> _EXERCISE REQUIREMENTS_
A. Do these statements agree with the forum thread about a rheumatology follow-up? Answer yes or no for each, and quote the words from the thread that decide it.
(i) The rheumatologist prescribed 3200 mg of Ibuprofen a day for the next six weeks.
(ii) The finger drift was already present at the previous appointment.
(iii) The HLA-B27 test came back negative.
B. Which diseases or diagnoses are named anywhere in the rheumatology forum thread? List every one.
C. Carry on the rheumatology forum thread, starting after its last sentence.

View Full Version : Follow-up with Rheumy this morning....

07-03-2008, 04:49 PM
So this morning was my follow-up appt with the Rheumy.

-diagnosis for now is "Unspecified inflammatory joint disease" meaning she doesn't know what's going on and wants to take a wait and see approach.

-my X-rays do show some minor abnormalities, but all-in-all look "good". My thumbs have some cartilege probs. and movement out of proper alignment and I have some drift of my pinkys away from my thumb. When I relax my hands, my 4 fingers no longer go together, there's about a 2" gap between my ring finger and pinky. My index fingers also turn a little into my middle fingers. This drift has occurred only in the past 3 weeks- was not there at my last appt.

-She is being conservative and treating me with 3200 mg Ibuprofen/day and a pill to protect my stomach too for the next 6 weeks, then I go back. I've already been on 2400 mg Ibuprofen, then Naprosyn for the past 2 months and have only gotten worse. I tried to tell her this, but it's falling on deaf ears. I just hope that I do not have much more deformity in the next 6 weeks.

-** I tested positive on the HLA-B27 test indicating Spondyloarthropathies as a possible cause. Reactive Arthritis is a possibility.

I still swear I have lupus due to the photosensitivity. WHo knows???

It is going to take FOREVER to finally get to the bottom of this isn't it?

07-04-2008, 08:48 AM
I don't know about "forever", but for some of us, it took a year to finally get a definitive diagnosis. In the meantime, we were told that we might have RA, or we have some type of "Mixed Connective Tissue Disease", or that we had "Unspecified inflammatory disease".

(Saved entries)
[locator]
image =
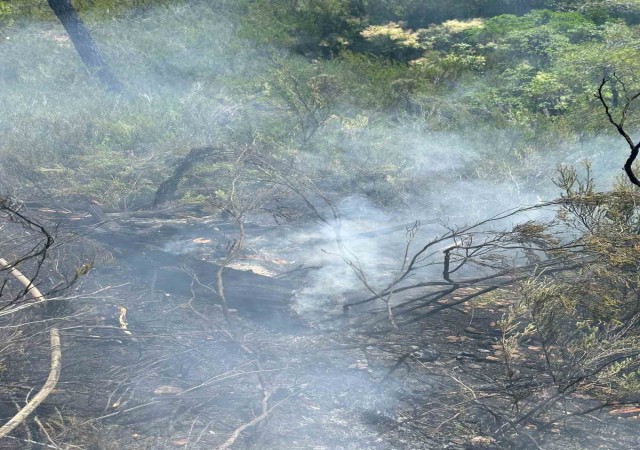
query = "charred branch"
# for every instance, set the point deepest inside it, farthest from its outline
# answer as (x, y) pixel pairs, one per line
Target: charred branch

> _YOUR RESPONSES_
A.
(i) Yes: "treating me with 3200 mg Ibuprofen/day and a pill to protect my stomach too for the next 6 weeks"
(ii) No: "This drift has occurred only in the past 3 weeks- was not there at my last appt."
(iii) No: "I tested positive on the HLA-B27 test"

B.
- Unspecified inflammatory joint disease
- Spondyloarthropathies
- Reactive Arthritis
- lupus
- RA
- Mixed Connective Tissue Disease
- Unspecified inflammatory disease

C.
Lupus is very difficult to diagnose because the symptoms develop slowly over time. During your diagnostic process, your test may be negative, you symptoms may not fit the needed number of criteria for diagnosis. So, many doctors do take the "wait and see" approach because that is the only thing that they can do. They cannot diagnose Lupus if you do not, currently, fit all of the criteria. They know that there is something going on with the immune system and that there is something going on that is causing an inflammatory process. They are just not able to pin point exactly what it is until more symptoms appear that guide them in one direction or the other. It is not that they are inept or unwilling, it is mostly due to the fact that Lupus is so unpredictable.
So, it may take a while before you get a definite diagnosis (It took a year for me). In the meantime, continue to insist that they treat you for the symptoms that you are displaying, regardless of a diagnosis, so that you can at least have some relief. Since they have said that it is an inflammatory condition, ask about some of the treatments for this type of inflammation. Many of the symptoms of lupus result from inflammation in various tissues and organs of the body. Cortisone, a steroid manufactured naturally by the body's adrenal glands, has been found to have a distinct anti-inflammatory effect. Cortisone medications made synthetically are among the most effective anti-inflammatory drugs known. Although these drugs can cause undesirable side effects, their use can substantially reduce the symptoms associated with inflammation. The most common and best tolerated cortisone medication is Prednisone.

Peace and Blessings

07-04-2008, 09:19 AM
Hi Jenny,
I have to agree with Saysusie about the taking a long time to diagnose Lupus. I know in my case the symptoms very slowly gradually increased from the time that I was 5 years old until I finally got someone to listen to me. I was not diagnosed until I was 36 years old and believe me I suffered for years and years before I could get a doctor to take me seriously and test me for Lupus. I also have Celiacs Spru disease and Sjogrens Syndrome. You can imagine the things that were happening. I am glad though that the doctor is at least testing you. Good luck and I hope that you get an answer soon and you can also request another doctor if you want to. I know I would. Hugs.